◆ Work instructions ◆
a) Repeat the extra-dimensions passage from "In momentum space, conservation" up to and including "are allowed.", with "interactions" swapped in for "vertices".
b) Decide whether each statement agrees with the extra-dimensions passage, answering yes or no and quoting the words that settle it: (i) in the scenario described, gauge bosons and Higgs fields propagate in the bulk; (ii) when quarks and leptons are confined to the brane, extra-dimensional momentum is conserved in momentum space; (iii) the extra dimensions are assumed to be compactified on circles.
c) According to the extra-dimensions passage, what do the constraints on the inverse radius depend on?

◆ Supplied text ◆
The mass of the KK state with momentum
$n_i / R$ in the $i^{\hbox{th}}$ extra dimension
is given 
by $\approx n / R$, where
$n^2 \equiv \sum_{i=1}^{i=\delta} n_i^2$ and
$n_i$ is an integer (assume $\delta$ extra dimensions
compactified on circles of radius $R$).
Thus, 
$a_{\mu}^{KK} \sim a_{\mu}^{EW}$
if $R^{-1} \sim$ few $100$ GeV and/or $\sum_n 1 / n^2 \gg 1$.
 
There are, of course, constraints on $R^{-1}$ which depend on whether
the SM quarks and leptons propagate in these extra dimensions or not.

\section{Quarks and leptons confined to 
$4D$}  

Suppose the quarks and leptons are localized 
on a ``$3$-brane'', i.e.,
do not propagate in the extra dimensions 
(the ``bulk'') in which the gauge bosons and Higgs fields 
propagate.  Then 
translation invariance in the extra dimensions is broken by
couplings of fields on
the brane to fields in the bulk -- in this case,
the couplings of quarks and leptons to gauge bosons.
In momentum space, conservation of
extra dimensional momentum is violated. Thus,
in the effective $4D$ theory
vertices with only one KK state, for example, tree-level couplings of
KK gauge bosons to leptons and quarks, 
are allowed.

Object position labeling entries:
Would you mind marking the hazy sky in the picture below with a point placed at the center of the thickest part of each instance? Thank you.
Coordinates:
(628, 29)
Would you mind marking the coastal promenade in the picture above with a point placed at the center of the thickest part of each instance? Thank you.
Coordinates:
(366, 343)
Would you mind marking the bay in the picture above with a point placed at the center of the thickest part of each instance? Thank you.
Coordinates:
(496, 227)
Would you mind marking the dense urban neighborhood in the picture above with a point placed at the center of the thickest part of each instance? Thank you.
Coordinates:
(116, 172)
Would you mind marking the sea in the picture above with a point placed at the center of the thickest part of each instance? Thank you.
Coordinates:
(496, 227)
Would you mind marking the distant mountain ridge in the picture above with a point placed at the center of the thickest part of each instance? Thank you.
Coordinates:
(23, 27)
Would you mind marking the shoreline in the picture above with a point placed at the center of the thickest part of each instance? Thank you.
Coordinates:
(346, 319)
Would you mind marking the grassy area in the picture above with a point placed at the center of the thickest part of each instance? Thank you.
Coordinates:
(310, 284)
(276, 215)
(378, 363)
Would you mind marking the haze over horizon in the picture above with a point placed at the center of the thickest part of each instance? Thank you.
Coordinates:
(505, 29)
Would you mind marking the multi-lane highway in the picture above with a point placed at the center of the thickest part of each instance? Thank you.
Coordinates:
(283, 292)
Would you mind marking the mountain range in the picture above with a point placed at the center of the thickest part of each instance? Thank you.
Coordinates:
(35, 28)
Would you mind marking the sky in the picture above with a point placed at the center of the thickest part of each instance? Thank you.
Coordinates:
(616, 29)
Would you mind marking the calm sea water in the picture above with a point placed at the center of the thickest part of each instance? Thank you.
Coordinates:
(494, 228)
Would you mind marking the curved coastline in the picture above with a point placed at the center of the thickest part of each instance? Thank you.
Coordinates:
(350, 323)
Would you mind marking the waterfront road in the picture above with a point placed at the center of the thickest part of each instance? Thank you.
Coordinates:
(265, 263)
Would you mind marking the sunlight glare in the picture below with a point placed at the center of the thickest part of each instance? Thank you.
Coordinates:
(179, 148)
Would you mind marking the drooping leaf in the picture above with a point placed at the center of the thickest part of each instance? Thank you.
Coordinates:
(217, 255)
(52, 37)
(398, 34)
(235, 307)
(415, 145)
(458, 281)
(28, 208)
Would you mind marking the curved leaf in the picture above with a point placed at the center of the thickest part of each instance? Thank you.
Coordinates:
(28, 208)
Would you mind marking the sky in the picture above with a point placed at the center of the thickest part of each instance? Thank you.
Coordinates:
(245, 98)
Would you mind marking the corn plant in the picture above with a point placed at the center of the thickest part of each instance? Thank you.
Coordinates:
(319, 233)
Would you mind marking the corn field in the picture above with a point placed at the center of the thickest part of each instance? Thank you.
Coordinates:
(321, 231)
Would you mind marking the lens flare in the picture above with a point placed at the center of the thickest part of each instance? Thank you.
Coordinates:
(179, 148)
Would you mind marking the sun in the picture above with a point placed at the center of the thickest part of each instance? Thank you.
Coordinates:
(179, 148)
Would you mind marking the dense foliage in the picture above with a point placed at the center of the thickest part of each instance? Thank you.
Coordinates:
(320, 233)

◆ Answers per task ◆
a)
In momentum space, conservation of
extra dimensional momentum is violated. Thus,
in the effective $4D$ theory
interactions with only one KK state, for example, tree-level couplings of
KK gauge bosons to leptons and quarks, 
are allowed.

b)
(i) Yes: "in which the gauge bosons and Higgs fields propagate"
(ii) No: "conservation of extra dimensional momentum is violated"
(iii) Yes: "compactified on circles"

c) They depend on whether the SM quarks and leptons propagate in the extra dimensions or not.